WORK ITEM — Every record here needs to be written out again exactly.

PROVIDED DATA below:

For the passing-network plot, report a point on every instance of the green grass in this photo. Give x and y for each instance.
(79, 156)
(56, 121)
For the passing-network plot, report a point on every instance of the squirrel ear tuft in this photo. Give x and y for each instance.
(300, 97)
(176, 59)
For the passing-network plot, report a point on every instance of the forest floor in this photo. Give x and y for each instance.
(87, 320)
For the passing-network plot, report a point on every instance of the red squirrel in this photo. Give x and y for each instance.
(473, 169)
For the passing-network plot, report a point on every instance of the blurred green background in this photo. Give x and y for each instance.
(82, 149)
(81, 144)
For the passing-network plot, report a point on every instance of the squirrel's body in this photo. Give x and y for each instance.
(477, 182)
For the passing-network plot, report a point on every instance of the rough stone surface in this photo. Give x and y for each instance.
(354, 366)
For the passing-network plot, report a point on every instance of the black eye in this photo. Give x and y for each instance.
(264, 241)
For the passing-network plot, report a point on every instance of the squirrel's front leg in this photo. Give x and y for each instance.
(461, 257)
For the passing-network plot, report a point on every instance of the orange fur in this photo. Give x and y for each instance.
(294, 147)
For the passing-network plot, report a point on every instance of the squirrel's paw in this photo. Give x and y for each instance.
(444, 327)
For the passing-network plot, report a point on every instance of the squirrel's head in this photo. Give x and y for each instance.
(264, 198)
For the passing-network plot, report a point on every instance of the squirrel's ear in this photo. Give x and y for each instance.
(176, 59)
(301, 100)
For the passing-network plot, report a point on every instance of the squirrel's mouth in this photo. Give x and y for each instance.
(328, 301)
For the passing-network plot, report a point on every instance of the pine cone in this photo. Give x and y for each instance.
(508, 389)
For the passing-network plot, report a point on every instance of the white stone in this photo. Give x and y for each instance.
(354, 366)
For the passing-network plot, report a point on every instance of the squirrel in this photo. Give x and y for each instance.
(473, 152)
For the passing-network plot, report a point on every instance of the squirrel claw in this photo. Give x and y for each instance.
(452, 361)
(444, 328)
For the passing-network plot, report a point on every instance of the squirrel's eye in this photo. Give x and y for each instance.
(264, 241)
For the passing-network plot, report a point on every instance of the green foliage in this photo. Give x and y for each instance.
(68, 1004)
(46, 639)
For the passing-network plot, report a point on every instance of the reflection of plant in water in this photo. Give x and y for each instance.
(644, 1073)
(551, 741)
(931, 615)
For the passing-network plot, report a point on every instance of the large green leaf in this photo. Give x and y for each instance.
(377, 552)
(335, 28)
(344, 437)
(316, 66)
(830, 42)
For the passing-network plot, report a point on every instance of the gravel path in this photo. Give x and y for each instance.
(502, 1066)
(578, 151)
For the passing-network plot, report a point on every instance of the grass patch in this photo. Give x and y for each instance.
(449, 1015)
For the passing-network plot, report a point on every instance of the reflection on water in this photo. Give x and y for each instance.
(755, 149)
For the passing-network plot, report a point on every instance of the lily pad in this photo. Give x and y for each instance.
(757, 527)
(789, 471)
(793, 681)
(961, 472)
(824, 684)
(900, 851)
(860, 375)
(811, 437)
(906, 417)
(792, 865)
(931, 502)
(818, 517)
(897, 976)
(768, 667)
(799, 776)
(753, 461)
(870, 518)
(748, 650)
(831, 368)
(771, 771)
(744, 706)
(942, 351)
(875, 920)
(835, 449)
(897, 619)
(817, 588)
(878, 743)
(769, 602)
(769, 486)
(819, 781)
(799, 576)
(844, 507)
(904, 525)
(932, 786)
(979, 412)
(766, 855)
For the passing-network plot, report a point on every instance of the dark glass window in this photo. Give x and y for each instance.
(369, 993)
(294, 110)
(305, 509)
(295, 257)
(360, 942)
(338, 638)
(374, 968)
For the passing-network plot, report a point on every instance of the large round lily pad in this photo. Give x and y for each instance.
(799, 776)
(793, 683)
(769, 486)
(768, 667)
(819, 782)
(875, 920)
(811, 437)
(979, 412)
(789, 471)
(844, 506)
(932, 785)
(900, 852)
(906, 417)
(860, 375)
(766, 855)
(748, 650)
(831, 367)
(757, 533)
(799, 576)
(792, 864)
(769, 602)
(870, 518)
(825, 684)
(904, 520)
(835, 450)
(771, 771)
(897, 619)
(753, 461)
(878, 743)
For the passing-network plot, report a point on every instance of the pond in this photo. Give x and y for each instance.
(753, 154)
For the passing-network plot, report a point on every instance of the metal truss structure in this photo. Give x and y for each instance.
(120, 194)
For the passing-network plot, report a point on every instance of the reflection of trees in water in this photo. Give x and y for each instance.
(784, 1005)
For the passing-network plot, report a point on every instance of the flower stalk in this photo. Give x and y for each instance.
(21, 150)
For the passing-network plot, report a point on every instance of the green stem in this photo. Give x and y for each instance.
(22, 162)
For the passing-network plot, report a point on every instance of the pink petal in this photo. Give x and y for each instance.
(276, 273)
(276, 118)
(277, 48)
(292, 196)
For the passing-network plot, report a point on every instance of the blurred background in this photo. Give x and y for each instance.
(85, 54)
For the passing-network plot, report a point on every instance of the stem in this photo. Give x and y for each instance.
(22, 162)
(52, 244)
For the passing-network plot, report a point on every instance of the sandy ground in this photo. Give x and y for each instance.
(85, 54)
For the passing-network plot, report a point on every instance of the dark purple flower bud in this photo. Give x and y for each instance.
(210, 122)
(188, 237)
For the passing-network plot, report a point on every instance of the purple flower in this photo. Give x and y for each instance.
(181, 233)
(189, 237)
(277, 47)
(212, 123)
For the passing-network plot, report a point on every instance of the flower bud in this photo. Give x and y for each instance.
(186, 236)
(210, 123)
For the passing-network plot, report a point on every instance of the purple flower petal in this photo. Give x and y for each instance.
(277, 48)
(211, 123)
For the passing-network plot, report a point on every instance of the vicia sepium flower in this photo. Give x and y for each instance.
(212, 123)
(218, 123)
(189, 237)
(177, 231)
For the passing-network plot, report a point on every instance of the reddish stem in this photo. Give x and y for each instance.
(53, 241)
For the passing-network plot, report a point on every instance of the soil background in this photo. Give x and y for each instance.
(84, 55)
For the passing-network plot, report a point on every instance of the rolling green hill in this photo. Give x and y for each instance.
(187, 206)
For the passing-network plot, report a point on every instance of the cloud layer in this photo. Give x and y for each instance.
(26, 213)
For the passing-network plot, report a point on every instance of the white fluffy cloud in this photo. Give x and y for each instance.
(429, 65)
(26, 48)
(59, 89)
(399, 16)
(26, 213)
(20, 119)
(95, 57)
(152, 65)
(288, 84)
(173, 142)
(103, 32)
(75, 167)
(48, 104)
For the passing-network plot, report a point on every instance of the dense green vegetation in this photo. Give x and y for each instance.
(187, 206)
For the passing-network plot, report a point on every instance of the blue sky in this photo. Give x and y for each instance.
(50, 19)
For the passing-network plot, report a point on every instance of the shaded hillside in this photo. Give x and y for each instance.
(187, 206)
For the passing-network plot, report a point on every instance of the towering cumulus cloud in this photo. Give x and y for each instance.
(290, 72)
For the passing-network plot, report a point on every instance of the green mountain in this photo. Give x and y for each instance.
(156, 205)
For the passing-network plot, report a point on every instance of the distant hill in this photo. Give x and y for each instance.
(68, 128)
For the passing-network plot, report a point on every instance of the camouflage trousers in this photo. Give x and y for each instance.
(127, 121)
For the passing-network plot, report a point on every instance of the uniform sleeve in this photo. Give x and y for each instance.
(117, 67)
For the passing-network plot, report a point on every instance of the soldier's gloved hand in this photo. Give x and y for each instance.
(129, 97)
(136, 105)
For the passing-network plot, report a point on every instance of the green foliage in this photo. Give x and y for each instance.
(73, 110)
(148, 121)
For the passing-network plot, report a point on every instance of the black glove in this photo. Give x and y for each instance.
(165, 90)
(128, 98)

End of PROVIDED DATA.

SOLVED PROBLEM —
For the passing-network plot, report a point on every instance of the green grass in this photo. Give x and y for each instance.
(79, 156)
(56, 121)
For the passing-network plot, report a point on every instance of the squirrel ear tuft in this photo. Give x and y for each instance.
(300, 97)
(176, 59)
For the passing-network plot, report a point on every instance of the forest floor in this photo. Give x and y for each instance.
(87, 320)
For the passing-network plot, report a point on every instance of the red squirrel in this photo. Give x and y for each instance.
(473, 169)
For the passing-network plot, report a point on every instance of the blurred green background in this photo. Give x and y for each instance.
(82, 149)
(81, 144)
For the passing-network plot, report a point on every instance of the squirrel's body in this photo. Give x and y for each instance.
(477, 182)
For the passing-network plot, report a point on every instance of the rough stone surface in this photo. Give x and y for each instance.
(354, 366)
For the passing-network plot, report a point on every instance of the black eye in this photo. Give x and y for each instance.
(264, 241)
For the passing-network plot, report a point on every instance of the squirrel's front leg in this photo. Give x and y for each instance.
(461, 257)
For the passing-network plot, report a point on every instance of the orange fur in this photo. Give x and y for each instance.
(294, 147)
For the passing-network plot, report a point on every instance of the squirrel's paw in this photo. Give x and y for each instance.
(444, 327)
For the passing-network plot, report a point on every instance of the squirrel's head in this photo. Give x and y for each instance.
(264, 198)
For the passing-network plot, report a point on every instance of the squirrel's ear in this photo. Give x and y for each instance.
(176, 59)
(301, 100)
For the passing-network plot, report a point on every instance of the squirrel's mouth in this photo. Give x and y for each instance.
(328, 301)
For the passing-network plot, report a point on every instance of the pine cone in this photo. Give x and y for each instance.
(508, 389)
For the passing-network plot, report a point on every instance of the white stone in this photo. Give x and y for each instance.
(354, 366)
For the passing-network plot, report a point on every instance of the squirrel in this photo. Give x and y for each instance.
(473, 152)
For the passing-network plot, report a point on every instance of the squirrel claw in this photo. Give x and y for each instance.
(452, 361)
(444, 328)
For the passing-network plot, report a point on every instance of the squirrel's eye in this photo. Give x and y for each instance.
(264, 241)
For the passing-network plot, report a point on every instance of the green foliage in this photo. Give x and y for each instance.
(68, 1004)
(46, 639)
For the passing-network plot, report a point on every instance of the reflection of plant in water in this photo. Give x and y for each instance.
(644, 1073)
(551, 741)
(931, 615)
For the passing-network plot, report a point on every instance of the large green leaf in this photo. Give x and y for each instance.
(377, 552)
(335, 28)
(344, 437)
(316, 66)
(830, 42)
For the passing-network plot, report a point on every instance of the gravel path in this photo. Give x and y for each instance.
(502, 1066)
(578, 151)
For the passing-network plot, report a point on every instance of the grass patch in this photo. Give x and y for each instance.
(449, 1015)
For the passing-network plot, report a point on every instance of the reflection on water in this photo. Give x and y for each instance.
(755, 149)
For the passing-network plot, report a point on every instance of the lily pad in this photo. Give x and y for each instance.
(757, 527)
(789, 471)
(793, 681)
(961, 472)
(824, 684)
(900, 851)
(860, 375)
(811, 437)
(906, 417)
(792, 865)
(931, 502)
(818, 517)
(897, 976)
(768, 667)
(799, 776)
(753, 461)
(870, 518)
(748, 650)
(831, 368)
(771, 771)
(744, 706)
(942, 351)
(875, 920)
(835, 449)
(897, 619)
(817, 588)
(878, 743)
(769, 602)
(769, 486)
(819, 781)
(799, 576)
(844, 507)
(904, 525)
(932, 786)
(979, 412)
(766, 855)
For the passing-network plot, report a point on every instance of the dark glass window in this photo. Give x and y for each instance.
(369, 993)
(294, 110)
(305, 509)
(295, 257)
(360, 942)
(338, 638)
(374, 968)
For the passing-network plot, report a point on every instance of the large round lily pad in this photo. Give x and y for each instance.
(799, 776)
(793, 683)
(769, 486)
(768, 667)
(819, 782)
(875, 920)
(811, 437)
(979, 412)
(789, 471)
(844, 506)
(932, 785)
(900, 852)
(906, 417)
(860, 375)
(766, 855)
(748, 650)
(831, 367)
(757, 533)
(799, 576)
(792, 864)
(769, 602)
(870, 518)
(825, 684)
(904, 520)
(835, 450)
(771, 771)
(897, 619)
(753, 461)
(878, 743)
For the passing-network plot, report a point on every instance of the pond in this photo. Give x and y for each instance.
(753, 154)
For the passing-network plot, report a point on every instance of the metal truss structure in this photo. Give x and y for each instance.
(120, 194)
For the passing-network plot, report a point on every instance of the reflection of trees in water in this photo. Give x and y for each instance.
(784, 1005)
For the passing-network plot, report a point on every instance of the flower stalk in this photo. Give x and y for each instance.
(21, 150)
For the passing-network plot, report a point on every instance of the green stem in this photo. Give x and y for each instance.
(22, 162)
For the passing-network plot, report a point on every instance of the pink petal in this photo. Give x and y for each instance.
(276, 273)
(276, 118)
(277, 48)
(292, 196)
For the passing-network plot, report a point on every instance of the blurred background in this photo. Give x and y for each instance.
(85, 54)
For the passing-network plot, report a point on every instance of the stem in this photo. Give x and y for each instance.
(22, 162)
(52, 244)
For the passing-network plot, report a point on every instance of the sandy ground in this photo. Give x and y for each instance.
(85, 54)
For the passing-network plot, report a point on every instance of the dark purple flower bud in this photo. Give x and y for each instance.
(210, 122)
(188, 237)
For the passing-network plot, report a point on every instance of the purple flower in this photo. Give x and y for each instance.
(181, 233)
(189, 237)
(277, 47)
(212, 123)
For the passing-network plot, report a point on every instance of the flower bud in this photo. Give x and y for each instance.
(186, 236)
(210, 123)
For the passing-network plot, report a point on every instance of the purple flower petal in this photo. Give x and y for each instance.
(277, 48)
(211, 123)
For the passing-network plot, report a point on every instance of the vicia sepium flower in this photo. Give x and y for each instance.
(212, 123)
(218, 123)
(189, 237)
(177, 231)
For the passing-network plot, report a point on every instance of the reddish stem in this photo. Give x and y for each instance.
(53, 241)
For the passing-network plot, report a point on every instance of the soil background in this photo. Give x and y for each instance.
(84, 55)
For the passing-network plot, report a point on every instance of the rolling green hill in this photo. Give x and y for each instance.
(187, 206)
For the passing-network plot, report a point on every instance of the cloud layer in this photo. Give x and y for each instance.
(26, 213)
For the passing-network plot, report a point on every instance of the white fluffy cloud in this photo. Give x and y for each instance.
(429, 65)
(26, 48)
(59, 89)
(399, 16)
(26, 213)
(20, 119)
(95, 57)
(152, 65)
(288, 84)
(173, 142)
(103, 32)
(75, 167)
(48, 104)
For the passing-network plot, report a point on every instance of the dense green vegetation in this photo. Give x and y for each instance.
(187, 206)
For the passing-network plot, report a point on every instance of the blue sky in this photo. Give x and y for each instance.
(50, 19)
For the passing-network plot, report a point on every instance of the shaded hillside in this photo. Give x and y for each instance.
(187, 206)
For the passing-network plot, report a point on every instance of the towering cumulus cloud in this photo. Give x and y for each instance.
(290, 72)
For the passing-network plot, report a point on every instance of the green mountain in this photo. Give x and y for each instance.
(156, 205)
For the passing-network plot, report a point on every instance of the distant hill in this photo. Give x and y for each instance.
(68, 128)
For the passing-network plot, report a point on every instance of the camouflage trousers in this photo. Give x and y for each instance.
(127, 121)
For the passing-network plot, report a point on every instance of the uniform sleeve in this photo. Give x and y for each instance.
(117, 67)
For the passing-network plot, report a point on every instance of the soldier's gloved hand in this photo. Give x and y for each instance.
(129, 97)
(136, 105)
For the passing-network plot, report a point on every instance of the green foliage in this photo. Give x and y for each instance.
(73, 110)
(148, 121)
For the passing-network plot, report a point on every instance of the black glove in this photo. Give x and y for each instance.
(165, 90)
(128, 98)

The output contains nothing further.